Point annotation dataset records

## BEGIN

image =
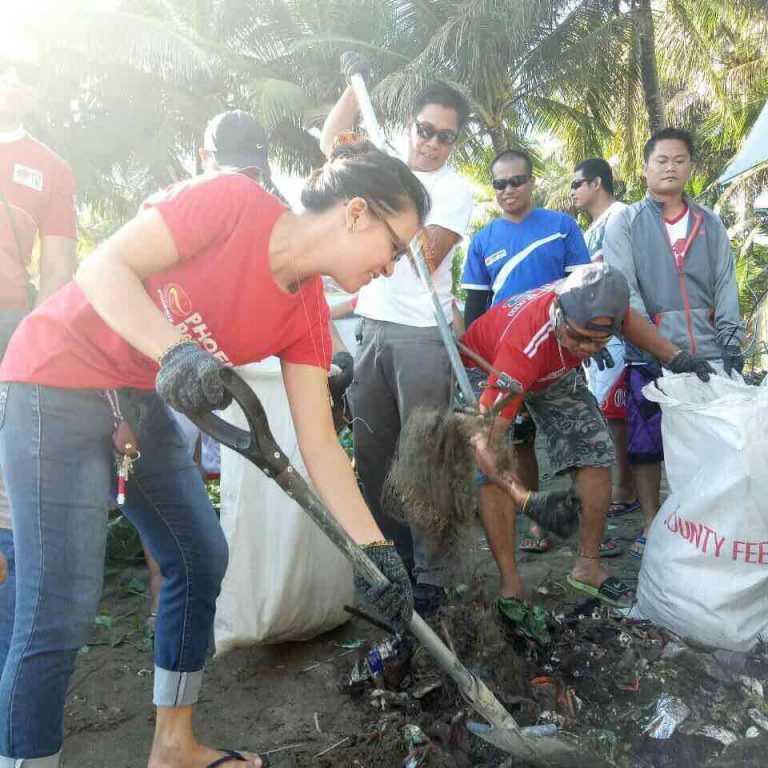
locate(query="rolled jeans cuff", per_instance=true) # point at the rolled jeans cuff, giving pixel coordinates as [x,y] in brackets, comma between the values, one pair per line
[176,689]
[31,762]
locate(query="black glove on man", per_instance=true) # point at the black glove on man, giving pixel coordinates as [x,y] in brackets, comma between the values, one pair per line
[189,380]
[683,362]
[603,359]
[353,63]
[395,601]
[733,359]
[339,380]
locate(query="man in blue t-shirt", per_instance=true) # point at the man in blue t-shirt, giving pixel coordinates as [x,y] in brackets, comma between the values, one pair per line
[525,248]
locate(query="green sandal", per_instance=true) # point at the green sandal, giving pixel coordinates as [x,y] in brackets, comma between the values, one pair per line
[518,616]
[610,592]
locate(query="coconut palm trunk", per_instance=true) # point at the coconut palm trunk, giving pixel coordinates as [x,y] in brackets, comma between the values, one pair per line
[649,72]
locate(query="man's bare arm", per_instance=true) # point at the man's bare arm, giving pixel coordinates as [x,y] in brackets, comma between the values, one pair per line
[58,261]
[340,118]
[436,243]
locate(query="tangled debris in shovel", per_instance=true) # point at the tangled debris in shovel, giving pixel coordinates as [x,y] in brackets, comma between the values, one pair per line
[634,695]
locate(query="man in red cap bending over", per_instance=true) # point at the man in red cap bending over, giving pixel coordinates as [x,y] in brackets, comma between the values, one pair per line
[538,339]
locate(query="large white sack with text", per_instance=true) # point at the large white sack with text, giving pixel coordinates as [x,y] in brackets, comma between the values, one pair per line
[285,580]
[705,568]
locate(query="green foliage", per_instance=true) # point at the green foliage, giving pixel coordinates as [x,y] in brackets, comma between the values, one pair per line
[128,109]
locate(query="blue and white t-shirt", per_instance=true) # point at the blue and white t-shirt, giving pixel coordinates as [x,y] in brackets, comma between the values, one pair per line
[509,257]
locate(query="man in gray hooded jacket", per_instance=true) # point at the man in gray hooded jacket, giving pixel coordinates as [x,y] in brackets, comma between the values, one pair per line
[677,260]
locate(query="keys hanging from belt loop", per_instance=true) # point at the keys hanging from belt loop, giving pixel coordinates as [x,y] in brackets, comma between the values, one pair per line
[124,467]
[125,443]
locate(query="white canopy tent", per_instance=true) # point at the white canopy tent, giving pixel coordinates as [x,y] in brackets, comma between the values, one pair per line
[753,153]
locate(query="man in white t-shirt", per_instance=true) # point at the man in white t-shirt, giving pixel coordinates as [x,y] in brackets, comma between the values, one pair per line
[592,191]
[402,363]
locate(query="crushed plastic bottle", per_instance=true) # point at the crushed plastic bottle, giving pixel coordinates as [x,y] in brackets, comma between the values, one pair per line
[372,666]
[668,713]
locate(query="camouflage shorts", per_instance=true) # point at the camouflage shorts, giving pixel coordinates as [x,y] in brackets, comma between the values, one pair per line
[570,426]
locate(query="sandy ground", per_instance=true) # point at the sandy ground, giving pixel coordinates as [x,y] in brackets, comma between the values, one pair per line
[264,699]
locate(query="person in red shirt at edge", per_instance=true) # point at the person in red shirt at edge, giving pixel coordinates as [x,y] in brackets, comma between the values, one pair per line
[539,338]
[218,272]
[37,201]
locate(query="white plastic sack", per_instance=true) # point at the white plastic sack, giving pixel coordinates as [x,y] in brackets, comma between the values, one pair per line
[705,568]
[285,580]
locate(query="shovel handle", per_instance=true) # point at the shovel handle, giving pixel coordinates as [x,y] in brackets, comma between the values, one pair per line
[259,447]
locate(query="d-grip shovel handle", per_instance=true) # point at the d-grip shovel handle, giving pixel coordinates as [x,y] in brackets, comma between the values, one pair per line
[260,447]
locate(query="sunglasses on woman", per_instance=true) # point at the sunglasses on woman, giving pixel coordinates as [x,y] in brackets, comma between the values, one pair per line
[427,131]
[513,181]
[399,248]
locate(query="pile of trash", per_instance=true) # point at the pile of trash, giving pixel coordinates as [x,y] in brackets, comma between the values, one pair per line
[634,695]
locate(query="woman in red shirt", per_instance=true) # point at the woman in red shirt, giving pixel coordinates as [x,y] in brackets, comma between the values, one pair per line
[214,272]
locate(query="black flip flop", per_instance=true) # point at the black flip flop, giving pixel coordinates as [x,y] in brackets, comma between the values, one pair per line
[232,755]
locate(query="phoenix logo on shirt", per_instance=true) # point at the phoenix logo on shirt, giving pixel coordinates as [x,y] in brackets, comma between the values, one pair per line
[177,301]
[178,310]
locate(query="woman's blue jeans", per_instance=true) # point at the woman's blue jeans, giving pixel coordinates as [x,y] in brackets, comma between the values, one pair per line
[59,468]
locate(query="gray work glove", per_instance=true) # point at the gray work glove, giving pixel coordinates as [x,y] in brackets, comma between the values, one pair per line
[340,377]
[394,601]
[555,511]
[353,63]
[684,362]
[189,380]
[603,359]
[733,359]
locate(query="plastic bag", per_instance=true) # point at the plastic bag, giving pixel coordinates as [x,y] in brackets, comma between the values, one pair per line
[704,572]
[285,580]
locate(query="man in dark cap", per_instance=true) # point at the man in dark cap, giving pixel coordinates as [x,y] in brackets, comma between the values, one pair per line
[236,141]
[538,339]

## END

## Do this
Turn all of the records above into a numbered list, skipping any blank lines and leaving the pictures out.

## The result
1. image =
2. locate(query="rolled jeans cuff", per_instance=true) # point at the rolled jeans cuff, giving pixel coordinates as [x,y] in brackets, comma between the values, one pair per line
3. [176,689]
4. [31,762]
5. locate(query="black glove on man", per_instance=true) # point at the black glove on man, giving pixel coordinates as [x,y] in brackets, comma between the values, one pair per line
6. [189,380]
7. [683,362]
8. [603,359]
9. [353,63]
10. [395,601]
11. [733,359]
12. [339,380]
13. locate(query="man in blue t-shirt", per_instance=true) # point at the man in blue t-shirt, giving pixel coordinates as [x,y] in brackets, comma between the values, one pair per line
14. [525,248]
15. locate(query="green sandal", per_instance=true) # point at the green sandal, giving pixel coordinates as [x,y] in brackets, comma between the values, one pair per line
16. [518,616]
17. [610,592]
18. locate(query="coconut palm trunk", per_instance=true) # point at the coconut palm trunk, giving pixel coordinates as [x,y] in brackets, comma between the values, one pair per line
19. [649,72]
20. locate(query="man's bare arm", per_instance=true) # point at the man's bare arm, giving pixel coordinates as [x,y] in brackets, comma between the values, one pair per line
21. [58,261]
22. [340,118]
23. [436,243]
24. locate(query="tangled debris in shovel", per_instance=true) # point at the tangled debris in shovel, giving pixel coordinates as [x,y] in brackets, comma between the values, one pair per line
25. [634,695]
26. locate(query="man in red cap bending over", per_instance=true) # point at the man in red cap bending over, giving pixel coordinates as [x,y] in brackets, comma between the values, one pair per line
27. [538,339]
28. locate(query="large white sack with text", per_instance=true) # point at the large white sack with text, giving pixel coordinates as [x,y] in brackets, comma between the values, one pair per line
29. [285,580]
30. [705,568]
31. locate(query="green foliage", per_instance=true) # point at the green foliage, giving pixel coordinates as [x,y] in brackets, comma between the values, one pair per line
32. [128,109]
33. locate(query="blue and white t-shirt", per_instance=true) # point at the blue and white t-shirt, giving pixel coordinates as [x,y] in brackets, comma between the values, one pair per line
34. [509,257]
35. locate(query="man in gray hooded jacket", per_instance=true) # point at the man in gray hooded jacket, giving pixel coordinates as [x,y] in brackets, comma between the values, one pair per line
36. [677,260]
37. locate(query="keys hanging from belt loop", per_instance=true) # point at the keys hanging from belt loop, giving pixel coordinates as [x,y] in brackets, comma between the values, one pair per line
38. [124,467]
39. [125,443]
40. locate(query="white canopy tent", per_instance=true) # point at the white canopy tent, giving pixel coordinates as [x,y] in brackets, comma between the values, one pair per line
41. [753,153]
42. locate(query="man in white t-shirt", per_instance=true) # point at the man in white t-shirt, giving pixel coordinates as [x,y] in brackets, comma between the values, one pair per line
43. [592,191]
44. [402,363]
45. locate(query="crushed plastic bottle", per_instance=true) # point at the crushed plastic bottle, giving pixel coordinates as [x,y] in brackets, comma between the values, one pair per line
46. [372,666]
47. [668,713]
48. locate(query="camouflage shorts", per_instance=true) # point at the camouflage shorts, giving pixel coordinates as [x,y] in brackets, comma between the values, one pair per line
49. [570,426]
50. locate(query="sandy ground", per_instance=true) # point at the sandy ground, giving pixel coordinates as [x,y] in brackets, comma between the values, one pair per line
51. [264,699]
52. locate(query="person in red shirt at edge", per_instance=true) # point at the person in red shirt at edge, giving pixel coordinates as [x,y] in brackets, comma between the values, one pair per line
53. [539,338]
54. [218,272]
55. [37,201]
56. locate(query="white plastic sack", per_instance=true) # point at the white plastic sack, giving pixel coordinates as [x,y] in brackets, comma between the values, one pair per line
57. [705,568]
58. [285,580]
59. locate(query="shovel handle", per_instance=true) # point at the shovel handle, giving pixel coordinates as [x,y] in brackets, comma between the values, one pair per line
60. [259,447]
61. locate(query="d-grip shovel handle", per_instance=true) # point at the d-grip shovel handle, giving pixel coordinates as [x,y] in brackets, comma between the values, one pair per line
62. [260,447]
63. locate(query="sunglasses on woman", per_instance=true) # point at the sunglasses on woman, giving pixel coordinates as [x,y] in brackets, comma between the values, one pair per line
64. [427,131]
65. [513,181]
66. [399,248]
67. locate(query="pile of trash", per_instance=true) # point at the pile of trash, giving pixel coordinates as [x,y] in brackets, comma between the values, one pair per line
68. [634,695]
69. locate(query="woman in red shirt", per_instance=true) # point at the woman in red shirt, giving pixel coordinates as [x,y] in brackets, comma between the values, one pair per line
70. [214,272]
71. locate(query="black flip flop", per_instance=true) # point at the black flip flop, giving pixel coordinates as [x,y] in brackets, comma between the values, one pair per line
72. [232,755]
73. locate(query="phoenix logo on shirt", per_instance=true) # point at the phoenix logo on shirt, giving pixel coordinates as [x,y] in brackets, comma between the values, one pair per line
74. [177,301]
75. [178,310]
76. locate(query="woman's blue jeans", per_instance=true) # point at the woman's blue jeans, giving pixel coordinates as [x,y] in brackets, comma between the values, one pair per line
77. [59,468]
78. locate(query="gray work glove", per_instance=true) # point at the gray work glove, giving pixel coordinates as [x,y] in brackets, comma between the values, one pair per line
79. [340,377]
80. [394,601]
81. [555,511]
82. [353,63]
83. [684,362]
84. [189,380]
85. [603,359]
86. [733,359]
87. locate(query="plastic bag", per_instance=true) # point at the plastic bag, giving pixel coordinates as [x,y] in brackets, comma between the values, one pair per line
88. [704,572]
89. [285,580]
90. locate(query="man in dark cap", per_instance=true) # point at the man in dark cap, giving pixel coordinates as [x,y] in brackets, comma between the values, one pair per line
91. [236,141]
92. [538,339]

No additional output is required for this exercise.